*** PASSAGE TO READ ***

Protecting Cattle from Summer Heat

Hot or cold, extreme temperatures can challenge cattle’s health. Typical summer stressors, like heat, dust, crowding and a change in nutritional profile, amplify a range of risks, including bovine respiratory disease (BRD). To maintain healthy herds and consistent performance, producers need to understand how cattle respond to heat in order to make good decisions about the health of their animals during the summer months.

Cattle are affected by heat differently than most animals. Not only do they have to deal with environmental temperatures, but in ruminating animals the heat of fermentation also has an effect. Unable to sweat as humans do, cattle cope with heat stress by increasing respiration and water intake, backing off feed and staying close to areas with shade or water. These strategies minimize heat created by movement and digestion, but invite crowding and nutritional instability. Heat tolerance varies widely across breeds, but constant temperatures of 75 degrees or above is usually enough to trigger a stressful event.

Secondary consequences of heat, like decreased forage quality and throat and lung irritation from dry, dusty air, add to the risk of all forms of BRD, including summer pneumonia, acidosis or impaired reproductive readiness. Combating heat stress starts with an ample, well-spaced water source. This, along with adequate cover and shade, preferably oriented to take advantage of any prevailing breezes, will help to reduce crowding and give animals a rest from direct sunlight by allowing their bodies to dissipate heat via conduction. This also can be done by wetting the cattle under sprinklers to provide a cooling effect and limit dust.

Cattle will congregate around water in periods of heat stress. This can have a detrimental effect on pasture quality, contaminate water sources and negatively affect nutrient utilization in your operation.  Hot conditions not only reduce intake at the bunk and change the nutritional value of forage, they can affect water quality. Water sources that were once safe can now have levels of detrimental components. Constant monitoring and consultation with a nutritionist can help producers determine if a supplement is necessary to complete the ration or forage already provided.

The specific challenges of every region and every operation are different. Remember that taking a multi-step approach may help shed more light than dealing with individual cases on a day-to-day basis. How do you prepare your facilities and your cattle for the challenges of summer?

*** STUDY MATERIAL ***

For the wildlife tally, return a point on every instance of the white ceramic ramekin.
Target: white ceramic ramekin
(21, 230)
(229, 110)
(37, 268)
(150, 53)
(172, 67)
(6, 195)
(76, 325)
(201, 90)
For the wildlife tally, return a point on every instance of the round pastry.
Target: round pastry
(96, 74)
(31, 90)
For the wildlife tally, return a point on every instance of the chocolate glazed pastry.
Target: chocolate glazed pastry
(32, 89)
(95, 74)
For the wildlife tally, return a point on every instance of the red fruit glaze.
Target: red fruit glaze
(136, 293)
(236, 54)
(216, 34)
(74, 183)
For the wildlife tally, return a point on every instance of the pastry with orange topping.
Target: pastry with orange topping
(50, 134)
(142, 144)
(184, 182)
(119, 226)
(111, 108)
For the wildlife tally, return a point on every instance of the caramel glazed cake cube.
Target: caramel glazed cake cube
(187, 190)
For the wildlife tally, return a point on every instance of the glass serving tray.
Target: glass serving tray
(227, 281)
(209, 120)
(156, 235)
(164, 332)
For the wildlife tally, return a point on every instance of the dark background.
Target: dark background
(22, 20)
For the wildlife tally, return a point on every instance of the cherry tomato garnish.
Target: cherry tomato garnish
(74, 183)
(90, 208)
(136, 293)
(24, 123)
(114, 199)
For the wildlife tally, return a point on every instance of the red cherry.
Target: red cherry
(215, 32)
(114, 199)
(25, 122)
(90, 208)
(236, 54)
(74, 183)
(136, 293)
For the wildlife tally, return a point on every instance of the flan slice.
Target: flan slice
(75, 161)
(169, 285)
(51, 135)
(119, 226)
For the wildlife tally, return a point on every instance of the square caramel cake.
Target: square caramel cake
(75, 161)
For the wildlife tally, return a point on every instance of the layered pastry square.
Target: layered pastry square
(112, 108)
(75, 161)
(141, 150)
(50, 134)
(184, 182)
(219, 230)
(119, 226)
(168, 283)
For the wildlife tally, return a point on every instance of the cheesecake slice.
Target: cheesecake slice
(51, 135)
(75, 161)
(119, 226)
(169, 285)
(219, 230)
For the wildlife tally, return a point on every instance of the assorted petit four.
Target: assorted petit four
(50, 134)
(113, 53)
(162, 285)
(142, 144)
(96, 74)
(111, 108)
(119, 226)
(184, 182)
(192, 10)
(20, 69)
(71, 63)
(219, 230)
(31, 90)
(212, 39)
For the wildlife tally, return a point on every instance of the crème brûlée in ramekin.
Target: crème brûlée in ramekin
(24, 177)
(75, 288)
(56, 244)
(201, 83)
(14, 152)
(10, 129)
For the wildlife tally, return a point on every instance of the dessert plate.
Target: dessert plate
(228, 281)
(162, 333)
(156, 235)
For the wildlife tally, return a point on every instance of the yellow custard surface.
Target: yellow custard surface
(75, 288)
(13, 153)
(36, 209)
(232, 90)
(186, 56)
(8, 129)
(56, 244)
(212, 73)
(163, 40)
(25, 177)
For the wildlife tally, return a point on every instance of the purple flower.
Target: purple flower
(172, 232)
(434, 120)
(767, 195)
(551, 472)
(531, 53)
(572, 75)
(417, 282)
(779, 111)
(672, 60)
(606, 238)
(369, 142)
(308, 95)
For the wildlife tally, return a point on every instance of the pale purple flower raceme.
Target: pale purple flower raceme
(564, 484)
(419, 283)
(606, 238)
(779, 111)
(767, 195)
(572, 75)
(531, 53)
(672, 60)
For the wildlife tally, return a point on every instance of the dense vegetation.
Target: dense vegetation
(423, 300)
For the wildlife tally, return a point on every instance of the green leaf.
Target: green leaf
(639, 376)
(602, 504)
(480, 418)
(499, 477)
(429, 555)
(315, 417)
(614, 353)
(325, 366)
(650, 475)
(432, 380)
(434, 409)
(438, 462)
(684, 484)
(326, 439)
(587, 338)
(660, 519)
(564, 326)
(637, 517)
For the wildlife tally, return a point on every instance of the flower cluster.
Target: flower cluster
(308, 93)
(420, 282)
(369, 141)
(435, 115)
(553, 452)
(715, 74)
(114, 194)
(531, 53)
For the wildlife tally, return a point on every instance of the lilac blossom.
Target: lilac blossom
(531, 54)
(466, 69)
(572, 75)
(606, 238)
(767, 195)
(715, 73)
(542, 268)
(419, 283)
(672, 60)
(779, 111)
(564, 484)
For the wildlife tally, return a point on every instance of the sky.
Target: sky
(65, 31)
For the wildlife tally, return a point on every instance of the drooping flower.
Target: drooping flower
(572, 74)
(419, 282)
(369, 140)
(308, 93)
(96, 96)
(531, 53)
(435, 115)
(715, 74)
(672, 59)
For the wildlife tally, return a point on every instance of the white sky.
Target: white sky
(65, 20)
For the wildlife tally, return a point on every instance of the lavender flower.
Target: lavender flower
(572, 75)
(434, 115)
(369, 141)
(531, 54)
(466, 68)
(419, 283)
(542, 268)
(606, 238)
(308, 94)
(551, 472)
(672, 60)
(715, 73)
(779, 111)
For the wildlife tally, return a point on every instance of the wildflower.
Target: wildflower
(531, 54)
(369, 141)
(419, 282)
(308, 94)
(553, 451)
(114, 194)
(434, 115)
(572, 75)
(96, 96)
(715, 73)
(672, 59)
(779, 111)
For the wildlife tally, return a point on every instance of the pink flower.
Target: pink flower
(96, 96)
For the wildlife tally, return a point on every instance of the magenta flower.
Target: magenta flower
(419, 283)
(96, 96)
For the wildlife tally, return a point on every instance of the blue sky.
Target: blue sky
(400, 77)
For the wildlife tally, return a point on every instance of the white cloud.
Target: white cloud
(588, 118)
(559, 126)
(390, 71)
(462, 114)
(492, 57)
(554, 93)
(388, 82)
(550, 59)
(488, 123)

***

- WHAT THE TASK REQUIRES -
Transcribe the passage on protecting cattle from summer heat verbatim from "Cattle are affected" to "a stressful event.".

- SOLUTION TO THE EXERCISE -
Cattle are affected by heat differently than most animals. Not only do they have to deal with environmental temperatures, but in ruminating animals the heat of fermentation also has an effect. Unable to sweat as humans do, cattle cope with heat stress by increasing respiration and water intake, backing off feed and staying close to areas with shade or water. These strategies minimize heat created by movement and digestion, but invite crowding and nutritional instability. Heat tolerance varies widely across breeds, but constant temperatures of 75 degrees or above is usually enough to trigger a stressful event.